EXTRACT PROVIDED -
----------------------------------------
The anterior cruciate ligament is one of the four major ligaments in the knee. The role of the anterior cruciate ligament is to maintain rotational stability of the knee. This ligament is vulnerable to tearing which is described as a "rupture" of the ligament. The ligament is particularly vulnerable in sports which involve sudden direction changing such as football, netball and skiing.
This ligament is under constant tension within the centre of the knee and once the ligament has ruptured it will not (unlike the collateral ligaments) heal itself.
The diagnosis of potential damage to the anterior cruciate ligament is based on your symptoms and the situation within the knee joint. Commonly patients who suffer damage to the ligament experience sudden giving way of the knee associated with a "popping" sensation when they stop and twist on the joint. This is rapidly followed by swelling in the knee and 90% of patients who have sudden swelling in the knee following a twisting injury with an inability to fully straighten the knee will have damaged their anterior cruciate ligament.
Often damage to the ligament results in a casualty attendance where x-rays are carried out which show no evidence of any bony injury. Rehabilitation of the joint with simple exercises as well as ice packs are recommended; however if the knee appears "wobbly" following such an injury and a period of rest, further investigation with an MRI scan is appropriate.
Management of anterior cruciate ligament rupture will depend both on the instability (loss of confidence) in the joint and your requirements to have a stable knee. Physiotherapy to strengthen the muscles around the joint could potentially leave you with a reliable joint; however if you wish to carry out sports which require a rotationally stable knee then reconstruction of the ligament may be the appropriate option for you.
If your knee feels unreliable on twisting following an injury which was associated with sudden swelling in the joint, Simon would recommend that an MRI scan is carried out to identify the extent of damage to both the ligaments and other structures within the knee. If the MRI scan confirms damage to the anterior cruciate ligament then Simon would suggest that you have a discussion about further treatment with a view to considering reconstruction of the ligament.
----------------------------------------
RECORDED DATA -
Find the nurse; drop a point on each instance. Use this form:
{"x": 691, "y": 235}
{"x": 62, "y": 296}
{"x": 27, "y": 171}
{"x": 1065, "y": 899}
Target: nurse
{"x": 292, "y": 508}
----------------------------------------
PROBLEM - In the text on the anterior cruciate ligament, what share of patients with sudden knee swelling after a twisting injury, who cannot fully straighten the knee, will have damaged that ligament?

RESULT - 90% of such patients.